Repeat, exactly as written, the line containing "In the photograph above, where can the woman in red" and each line after it through the end of the data.

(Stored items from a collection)
____________________
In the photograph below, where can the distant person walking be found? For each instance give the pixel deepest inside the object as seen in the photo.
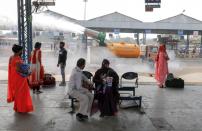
(18, 89)
(36, 78)
(62, 62)
(78, 91)
(161, 70)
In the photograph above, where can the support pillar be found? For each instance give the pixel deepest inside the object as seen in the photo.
(138, 39)
(25, 27)
(144, 38)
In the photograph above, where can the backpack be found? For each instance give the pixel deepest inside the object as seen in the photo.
(171, 81)
(48, 80)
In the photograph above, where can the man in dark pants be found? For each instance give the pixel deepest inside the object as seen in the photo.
(62, 62)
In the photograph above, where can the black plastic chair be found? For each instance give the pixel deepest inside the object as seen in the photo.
(133, 77)
(88, 75)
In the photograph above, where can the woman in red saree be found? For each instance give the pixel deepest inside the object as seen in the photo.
(18, 89)
(36, 77)
(161, 71)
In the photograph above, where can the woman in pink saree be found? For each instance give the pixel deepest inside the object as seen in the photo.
____________________
Answer to this problem
In the photograph above, where can the woman in red saree be found? For each instance give the pixel deepest inside the object as seen in the photo.
(18, 89)
(36, 77)
(161, 71)
In the photograph above, where can the woman in pink saree be found? For each instance give the pixel deepest inside the object as seen in the photo.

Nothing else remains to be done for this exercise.